DOCUMENT EXCERPT |
--------------------------------

Extract from Rider McDowell’s On the Trail of the Zodiac, San Francisco Chronicle, May 08, 1994:
“In a roundabout way this is the story of Kathleen Johns, a nurse and divorced mother of two who, on March 17, 1970, was kidnapped on a lonely stretch of road near Interstate 5 in Modesto, California. Kathleen, along with her ten month old daughter Jennyfer, had left her mother’s house in San Bernardino earlier that evening for the seven hour trip to her home in Petaluma. Somewhere near the farming community of Patterson she noted she’d picked up a tail, a tan colored sedan, possibly a , following her on the narrow two lane highway. It was nearly 1:00 AM as Kathleen slowed to allow the car to pass. Instead the driver pulled up along side her, began flashing his lights frantically, and shouted that her left rear wheel was loose.
Kathleen, who was seven months pregnant at the time and feared for her safety on the remote road, drove on to the intersection of the more heavily traveled Highway 5. Here she pulled over onto the shoulder. The tan car pulled in behind her and a clean cut man in a windbreaker offered to tighten the lug nuts on the loose tire. Kathleen consented, thinking that her clunker of a 1957 Rambler station wagon probably needed the adjustment. After a minute the man jumped up, waved goodbye to Kathleen, and drove off.

--------------------------------

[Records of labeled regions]
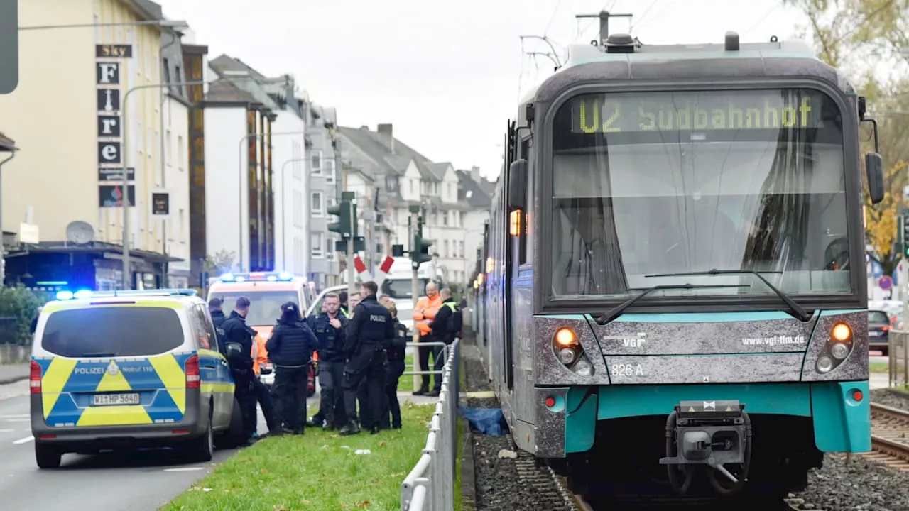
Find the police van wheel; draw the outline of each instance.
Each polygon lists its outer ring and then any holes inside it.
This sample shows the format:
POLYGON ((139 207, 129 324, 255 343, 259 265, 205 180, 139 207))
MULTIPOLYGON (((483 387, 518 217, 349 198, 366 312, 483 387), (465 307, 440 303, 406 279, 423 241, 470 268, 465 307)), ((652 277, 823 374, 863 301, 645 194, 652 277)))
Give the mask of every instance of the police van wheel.
POLYGON ((62 458, 63 453, 53 446, 35 443, 35 461, 37 462, 38 468, 57 468, 62 458))
POLYGON ((212 417, 209 415, 205 426, 205 433, 198 438, 190 440, 190 454, 193 461, 212 461, 215 457, 215 430, 212 429, 212 417))

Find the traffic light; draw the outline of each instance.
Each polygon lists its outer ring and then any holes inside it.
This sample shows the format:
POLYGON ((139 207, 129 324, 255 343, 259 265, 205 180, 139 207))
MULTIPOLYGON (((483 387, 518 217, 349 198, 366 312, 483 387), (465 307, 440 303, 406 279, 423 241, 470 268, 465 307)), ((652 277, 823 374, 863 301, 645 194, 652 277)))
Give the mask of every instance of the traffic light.
POLYGON ((896 221, 900 230, 897 239, 899 240, 901 253, 904 256, 909 257, 909 215, 901 215, 896 221))
POLYGON ((414 233, 414 246, 410 251, 410 258, 414 262, 414 267, 419 267, 423 263, 433 260, 429 255, 429 247, 433 242, 423 237, 423 217, 416 219, 416 231, 414 233))
POLYGON ((333 205, 328 208, 328 215, 334 215, 338 217, 337 222, 333 222, 328 224, 328 230, 333 233, 337 233, 341 235, 343 239, 349 238, 354 235, 352 230, 352 218, 351 218, 351 204, 349 201, 343 200, 338 203, 337 205, 333 205))

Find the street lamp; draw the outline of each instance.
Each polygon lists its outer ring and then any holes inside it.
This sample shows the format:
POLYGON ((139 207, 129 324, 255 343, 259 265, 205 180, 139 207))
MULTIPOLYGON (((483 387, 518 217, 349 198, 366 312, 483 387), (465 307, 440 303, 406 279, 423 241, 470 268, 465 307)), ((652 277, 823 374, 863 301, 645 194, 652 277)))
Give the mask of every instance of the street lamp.
MULTIPOLYGON (((287 268, 287 223, 285 222, 285 211, 287 211, 287 205, 285 204, 284 191, 287 189, 287 184, 285 183, 284 172, 287 167, 287 164, 305 161, 306 161, 306 158, 291 158, 281 164, 281 262, 285 266, 285 270, 287 268)), ((303 171, 306 171, 305 165, 303 167, 303 171)))
POLYGON ((135 85, 131 87, 126 94, 123 96, 123 105, 120 105, 121 113, 123 115, 123 149, 121 151, 122 160, 123 160, 123 185, 121 185, 120 193, 122 194, 122 198, 120 199, 120 205, 123 208, 123 286, 124 289, 130 289, 132 287, 132 275, 129 271, 129 175, 126 169, 129 167, 129 136, 127 130, 129 129, 129 123, 127 122, 127 115, 129 113, 129 108, 126 107, 129 101, 129 96, 134 92, 140 89, 155 89, 155 88, 166 88, 172 87, 174 85, 186 86, 186 85, 205 85, 211 84, 212 82, 216 82, 221 78, 215 78, 212 80, 194 80, 189 82, 171 82, 167 84, 146 84, 143 85, 135 85))
POLYGON ((160 26, 174 30, 185 30, 189 28, 189 24, 183 20, 173 19, 152 19, 144 21, 126 21, 121 23, 79 23, 74 25, 37 25, 32 26, 20 26, 19 30, 53 30, 57 28, 92 28, 95 26, 160 26))
MULTIPOLYGON (((306 132, 305 132, 305 131, 282 131, 282 132, 278 132, 278 133, 273 133, 272 136, 280 136, 280 135, 306 135, 306 132)), ((238 220, 239 220, 239 222, 237 223, 237 225, 239 225, 239 229, 240 229, 240 244, 238 245, 239 246, 239 252, 237 254, 237 257, 239 258, 239 262, 240 262, 238 269, 241 272, 243 271, 243 198, 244 198, 243 197, 243 179, 246 175, 246 173, 244 172, 244 165, 243 165, 244 164, 244 159, 243 159, 243 154, 244 154, 243 144, 245 142, 248 141, 250 138, 262 138, 263 135, 264 135, 264 134, 261 134, 261 133, 249 133, 249 134, 246 134, 246 135, 241 136, 240 137, 240 142, 239 142, 239 144, 237 144, 237 152, 240 154, 240 189, 237 191, 237 195, 240 197, 240 204, 237 206, 237 217, 238 217, 238 220)), ((285 163, 286 163, 286 162, 285 162, 285 163)), ((246 165, 249 165, 249 162, 246 162, 246 165)), ((283 169, 282 169, 282 172, 284 172, 283 169)), ((282 176, 281 179, 283 181, 284 180, 284 176, 282 176)), ((284 193, 284 190, 282 190, 282 194, 283 193, 284 193)), ((283 200, 283 198, 284 197, 282 195, 282 200, 283 200)), ((252 254, 253 254, 252 247, 250 247, 249 253, 250 253, 250 258, 252 258, 252 254)), ((252 266, 250 266, 250 270, 252 270, 252 266)))

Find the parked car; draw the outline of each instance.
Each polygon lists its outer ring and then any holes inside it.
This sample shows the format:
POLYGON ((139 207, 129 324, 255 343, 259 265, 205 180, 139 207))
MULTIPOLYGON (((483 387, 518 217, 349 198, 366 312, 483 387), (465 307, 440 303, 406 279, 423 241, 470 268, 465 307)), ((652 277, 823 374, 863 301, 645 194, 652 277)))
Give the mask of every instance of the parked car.
POLYGON ((890 334, 890 316, 883 310, 868 311, 868 348, 881 350, 887 355, 887 341, 890 334))

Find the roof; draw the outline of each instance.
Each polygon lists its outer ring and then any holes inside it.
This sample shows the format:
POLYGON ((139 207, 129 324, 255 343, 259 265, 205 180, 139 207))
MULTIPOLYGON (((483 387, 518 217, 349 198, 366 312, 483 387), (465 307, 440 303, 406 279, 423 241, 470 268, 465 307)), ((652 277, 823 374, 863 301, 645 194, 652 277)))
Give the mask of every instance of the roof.
POLYGON ((224 103, 258 103, 253 95, 240 89, 232 82, 219 80, 208 85, 208 93, 205 95, 205 101, 217 101, 224 103))
POLYGON ((230 77, 225 75, 225 71, 248 73, 254 78, 253 80, 236 80, 235 82, 232 82, 234 85, 248 93, 255 98, 255 103, 265 105, 268 110, 275 114, 281 111, 281 107, 259 83, 260 81, 268 81, 269 78, 253 69, 240 59, 222 54, 209 61, 208 67, 215 71, 218 76, 226 80, 230 80, 230 77))
POLYGON ((417 170, 420 171, 421 177, 427 181, 441 181, 441 177, 437 177, 430 170, 429 165, 433 165, 433 162, 429 158, 417 153, 397 138, 395 139, 395 150, 393 151, 379 134, 370 131, 366 127, 341 126, 341 136, 348 142, 343 147, 350 145, 355 145, 366 160, 372 162, 377 169, 385 174, 403 175, 407 170, 410 161, 414 161, 417 170))
POLYGON ((2 131, 0 131, 0 152, 8 153, 15 150, 15 141, 6 136, 2 131))
MULTIPOLYGON (((466 170, 459 170, 456 174, 458 179, 458 202, 466 202, 474 208, 492 206, 493 200, 490 194, 486 193, 486 191, 481 187, 480 183, 474 181, 474 178, 470 176, 470 172, 466 170)), ((483 181, 486 180, 481 179, 481 182, 483 181)), ((489 183, 489 181, 486 181, 486 183, 489 183)), ((494 184, 493 185, 494 186, 494 184)))

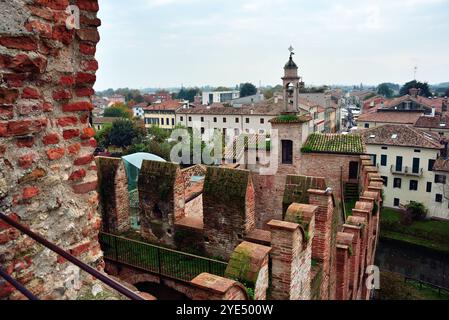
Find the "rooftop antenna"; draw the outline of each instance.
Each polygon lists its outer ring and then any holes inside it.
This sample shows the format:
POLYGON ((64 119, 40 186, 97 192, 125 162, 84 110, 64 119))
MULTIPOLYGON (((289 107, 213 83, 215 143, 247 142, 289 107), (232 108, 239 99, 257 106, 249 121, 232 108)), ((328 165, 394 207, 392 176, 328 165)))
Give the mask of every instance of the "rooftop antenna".
POLYGON ((290 47, 288 48, 288 51, 290 51, 290 58, 295 54, 293 51, 295 51, 295 49, 290 45, 290 47))

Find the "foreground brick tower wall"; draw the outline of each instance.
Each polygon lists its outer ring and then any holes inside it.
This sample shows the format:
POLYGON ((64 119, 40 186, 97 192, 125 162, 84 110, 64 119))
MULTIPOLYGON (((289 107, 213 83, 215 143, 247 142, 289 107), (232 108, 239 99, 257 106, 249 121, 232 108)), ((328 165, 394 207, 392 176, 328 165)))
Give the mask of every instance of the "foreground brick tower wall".
MULTIPOLYGON (((97 11, 95 0, 0 2, 0 210, 101 268, 89 126, 97 11), (66 27, 70 4, 80 29, 66 27)), ((2 223, 0 264, 40 298, 78 296, 77 268, 2 223)), ((0 282, 0 298, 12 292, 0 282)))

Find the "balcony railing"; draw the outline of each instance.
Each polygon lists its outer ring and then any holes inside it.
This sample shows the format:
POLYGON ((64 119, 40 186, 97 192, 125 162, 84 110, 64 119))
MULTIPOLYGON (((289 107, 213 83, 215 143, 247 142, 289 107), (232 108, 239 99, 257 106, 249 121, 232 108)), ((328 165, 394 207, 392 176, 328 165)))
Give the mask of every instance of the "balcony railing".
POLYGON ((413 168, 411 167, 396 167, 395 165, 391 166, 391 173, 392 174, 398 174, 398 175, 404 175, 404 176, 414 176, 414 177, 422 177, 424 174, 424 169, 419 168, 418 171, 413 171, 413 168))

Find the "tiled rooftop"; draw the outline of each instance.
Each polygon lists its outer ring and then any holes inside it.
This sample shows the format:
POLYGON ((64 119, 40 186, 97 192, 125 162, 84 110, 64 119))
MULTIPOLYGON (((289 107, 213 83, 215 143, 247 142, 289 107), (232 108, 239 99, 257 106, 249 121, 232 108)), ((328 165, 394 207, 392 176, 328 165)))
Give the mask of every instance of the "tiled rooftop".
POLYGON ((407 125, 384 125, 362 131, 366 144, 441 149, 439 136, 407 125))
POLYGON ((362 137, 357 134, 319 134, 309 136, 302 148, 304 153, 339 153, 339 154, 363 154, 365 147, 362 137))

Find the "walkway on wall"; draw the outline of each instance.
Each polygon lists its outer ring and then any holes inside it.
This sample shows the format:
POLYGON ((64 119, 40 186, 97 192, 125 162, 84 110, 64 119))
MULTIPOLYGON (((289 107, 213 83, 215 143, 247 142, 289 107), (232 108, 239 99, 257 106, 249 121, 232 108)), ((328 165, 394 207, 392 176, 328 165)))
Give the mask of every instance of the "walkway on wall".
POLYGON ((191 281, 202 273, 224 276, 227 263, 100 233, 104 258, 175 280, 191 281))
MULTIPOLYGON (((91 276, 93 276, 95 279, 103 282, 110 288, 118 291, 122 295, 126 296, 127 298, 131 300, 144 300, 143 297, 140 295, 134 293, 133 291, 126 288, 121 283, 115 281, 114 279, 111 279, 110 277, 106 276, 104 273, 101 273, 100 271, 92 268, 91 266, 85 264, 84 262, 80 261, 79 259, 75 258, 71 254, 64 251, 62 248, 56 246, 55 244, 47 241, 40 235, 34 233, 30 229, 28 229, 26 226, 18 223, 17 221, 11 219, 7 215, 0 213, 0 221, 4 221, 6 224, 11 226, 12 228, 15 228, 22 232, 23 234, 29 236, 31 239, 35 240, 39 244, 43 245, 47 249, 55 252, 59 256, 63 257, 67 261, 73 263, 77 267, 79 267, 81 270, 87 272, 91 276)), ((13 287, 15 287, 18 291, 20 291, 25 297, 27 297, 30 300, 38 300, 36 296, 33 295, 29 290, 27 290, 21 283, 19 283, 17 280, 13 279, 9 274, 7 274, 4 270, 0 269, 0 277, 4 278, 8 283, 10 283, 13 287)))

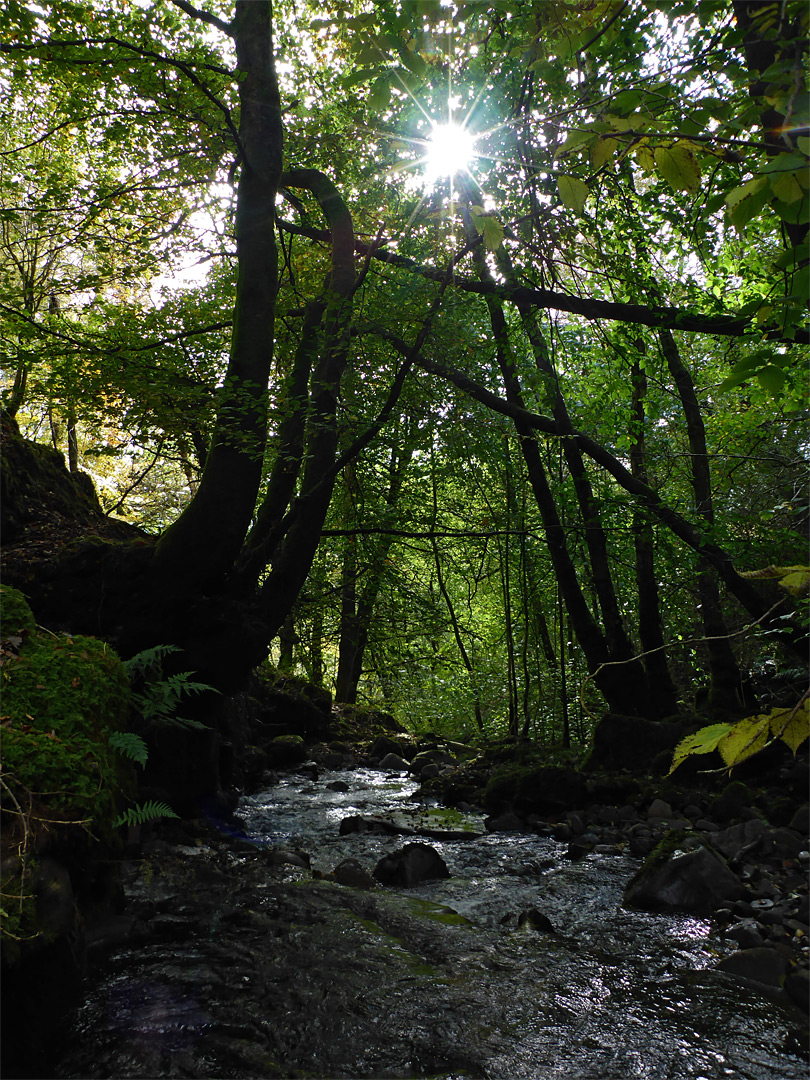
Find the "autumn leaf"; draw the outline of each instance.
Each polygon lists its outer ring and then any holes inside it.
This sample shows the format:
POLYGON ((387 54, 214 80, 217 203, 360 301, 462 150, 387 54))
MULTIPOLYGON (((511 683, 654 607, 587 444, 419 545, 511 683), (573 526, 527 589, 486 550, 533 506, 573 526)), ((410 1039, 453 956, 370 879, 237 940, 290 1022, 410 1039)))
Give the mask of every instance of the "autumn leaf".
POLYGON ((700 165, 686 143, 657 146, 653 158, 658 171, 676 191, 700 191, 700 165))
POLYGON ((578 176, 566 176, 565 174, 558 176, 557 191, 565 205, 575 214, 581 214, 585 208, 589 194, 588 185, 578 176))

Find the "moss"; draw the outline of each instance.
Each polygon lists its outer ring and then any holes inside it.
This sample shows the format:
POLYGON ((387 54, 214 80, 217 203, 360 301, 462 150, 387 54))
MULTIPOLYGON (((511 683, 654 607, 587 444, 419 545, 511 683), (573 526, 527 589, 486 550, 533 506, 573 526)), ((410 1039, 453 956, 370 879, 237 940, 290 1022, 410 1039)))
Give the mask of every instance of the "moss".
POLYGON ((37 623, 28 602, 18 589, 0 585, 0 627, 3 638, 33 634, 37 623))
POLYGON ((130 685, 104 642, 31 630, 15 590, 4 588, 2 603, 2 932, 13 960, 21 944, 41 936, 31 902, 37 854, 113 837, 132 766, 109 735, 124 727, 130 685), (18 625, 27 627, 22 639, 9 634, 18 625))
POLYGON ((472 927, 473 923, 463 915, 454 912, 451 907, 443 904, 433 904, 429 900, 418 900, 415 896, 407 896, 408 906, 414 915, 420 919, 430 919, 431 922, 441 922, 444 927, 472 927))

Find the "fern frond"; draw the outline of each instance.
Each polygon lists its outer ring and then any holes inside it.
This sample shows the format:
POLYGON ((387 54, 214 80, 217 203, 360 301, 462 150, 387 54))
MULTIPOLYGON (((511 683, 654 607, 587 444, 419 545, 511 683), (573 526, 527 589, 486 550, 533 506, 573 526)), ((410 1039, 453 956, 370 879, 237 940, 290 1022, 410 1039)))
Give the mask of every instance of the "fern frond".
POLYGON ((145 825, 148 821, 157 821, 160 818, 179 816, 166 802, 158 802, 149 799, 147 802, 136 802, 134 807, 127 807, 123 813, 112 822, 112 827, 119 825, 145 825))
POLYGON ((146 765, 149 751, 140 735, 134 731, 111 731, 109 743, 113 750, 129 757, 131 761, 137 761, 140 766, 146 765))

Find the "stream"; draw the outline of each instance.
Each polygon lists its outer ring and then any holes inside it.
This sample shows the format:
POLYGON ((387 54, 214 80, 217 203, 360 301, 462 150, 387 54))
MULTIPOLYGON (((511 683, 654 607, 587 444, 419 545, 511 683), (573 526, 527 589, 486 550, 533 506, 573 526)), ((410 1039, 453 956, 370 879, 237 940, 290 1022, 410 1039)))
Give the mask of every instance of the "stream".
POLYGON ((636 860, 475 837, 483 819, 421 805, 416 787, 370 769, 288 775, 242 799, 247 839, 133 868, 133 927, 99 948, 58 1076, 806 1077, 781 1050, 782 1005, 713 970, 728 948, 707 920, 621 906, 636 860), (354 815, 472 834, 341 836, 354 815), (414 840, 448 878, 320 879, 346 859, 370 872, 414 840), (551 929, 519 919, 530 909, 551 929))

--------------------------------

AIM A |
Reproduce the passage from the newspaper excerpt, starting with "Extract from Rider" and going on through "wheel was loose.".
AIM B |
Transcribe the labeled region listing, starting with its first line and going on through the line with "POLYGON ((212 417, 209". Leave the pictures out.

FULL RESPONSE A |
Extract from Rider McDowell’s On the Trail of the Zodiac, San Francisco Chronicle, May 08, 1994:
“In a roundabout way this is the story of Kathleen Johns, a nurse and divorced mother of two who, on March 17, 1970, was kidnapped on a lonely stretch of road near Interstate 5 in Modesto, California. Kathleen, along with her ten month old daughter Jennyfer, had left her mother’s house in San Bernardino earlier that evening for the seven hour trip to her home in Petaluma. Somewhere near the farming community of Patterson she noted she’d picked up a tail, a tan colored sedan, possibly a , following her on the narrow two lane highway. It was nearly 1:00 AM as Kathleen slowed to allow the car to pass. Instead the driver pulled up along side her, began flashing his lights frantically, and shouted that her left rear wheel was loose.

FULL RESPONSE B |
Find the police van wheel; draw the outline of each instance.
Each polygon lists its outer ring and then any holes inside it.
This sample shows the format:
POLYGON ((139 207, 129 324, 255 343, 259 265, 205 180, 139 207))
MULTIPOLYGON (((483 387, 518 217, 349 198, 366 312, 483 387), (465 307, 440 303, 406 279, 423 241, 470 268, 465 307)), ((652 277, 823 374, 863 301, 645 194, 652 277)))
Give the mask of every instance of the police van wheel.
POLYGON ((62 458, 63 453, 53 446, 35 443, 35 461, 37 462, 38 468, 57 468, 62 458))
POLYGON ((212 417, 209 415, 205 426, 205 433, 198 438, 190 440, 190 454, 193 461, 212 461, 215 457, 215 430, 212 429, 212 417))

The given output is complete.